### Task directions
As the answer, give a copy of each line below that includes the word "person".

### Record excerpts
• • • • • • •
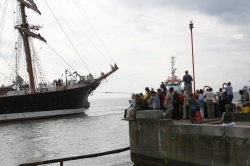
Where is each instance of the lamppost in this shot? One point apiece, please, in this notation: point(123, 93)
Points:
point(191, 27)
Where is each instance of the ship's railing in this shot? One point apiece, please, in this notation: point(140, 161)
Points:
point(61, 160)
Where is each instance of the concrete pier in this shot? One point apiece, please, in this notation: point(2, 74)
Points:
• • • • • • •
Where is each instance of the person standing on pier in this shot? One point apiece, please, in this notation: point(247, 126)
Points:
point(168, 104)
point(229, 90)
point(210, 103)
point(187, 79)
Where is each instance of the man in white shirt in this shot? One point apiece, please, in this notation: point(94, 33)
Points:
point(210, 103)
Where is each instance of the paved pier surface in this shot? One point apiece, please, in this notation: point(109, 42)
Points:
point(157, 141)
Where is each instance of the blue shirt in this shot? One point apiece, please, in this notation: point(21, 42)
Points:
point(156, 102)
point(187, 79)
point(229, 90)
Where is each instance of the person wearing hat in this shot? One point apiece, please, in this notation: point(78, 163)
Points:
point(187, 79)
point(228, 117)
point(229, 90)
• • • • • • •
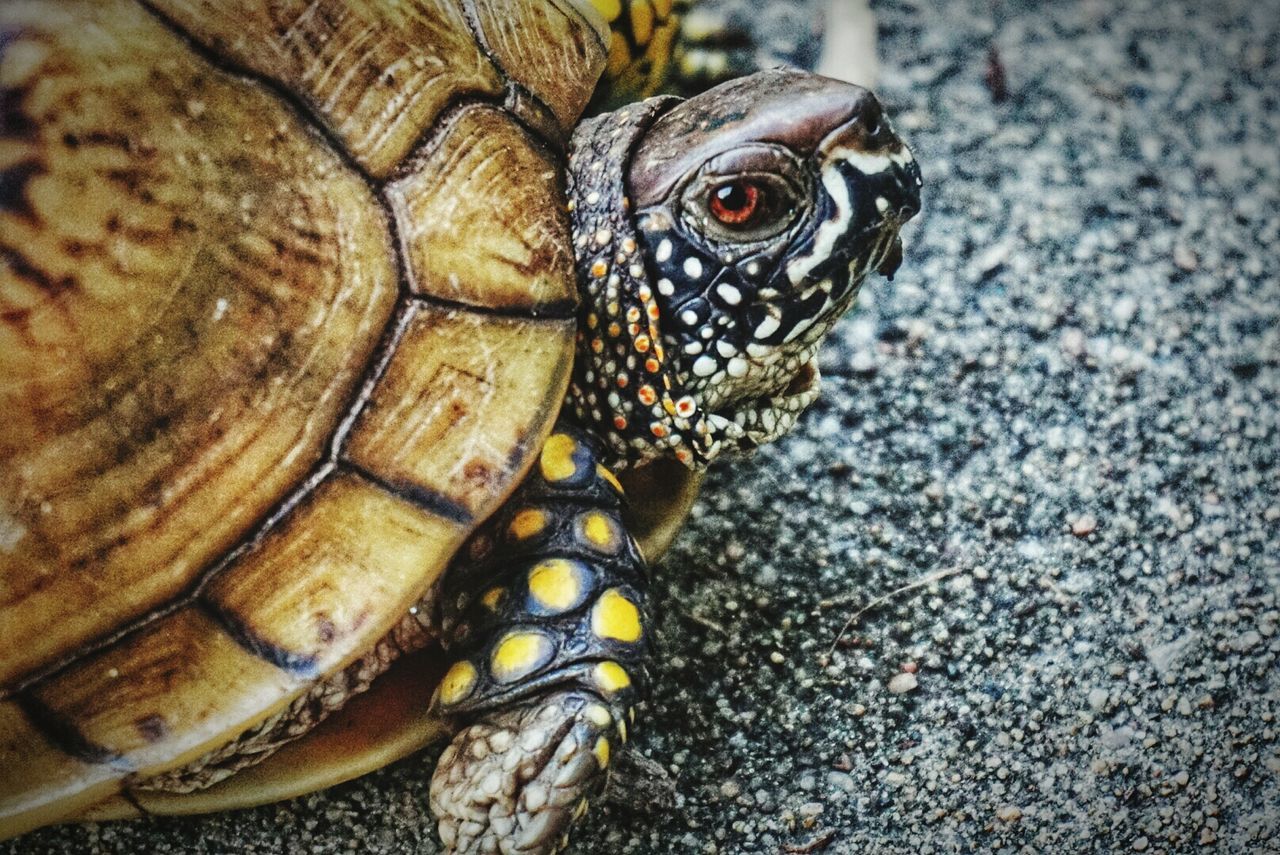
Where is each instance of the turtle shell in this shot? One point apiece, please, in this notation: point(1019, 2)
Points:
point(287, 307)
• • • • • • •
### Reply to the task
Where is each instance of the person standing on pier in this shot? One point apiece, please, in this notation: point(247, 126)
Where is each instance of the person wearing hat in this shot? One point apiece, please, in this notation: point(78, 163)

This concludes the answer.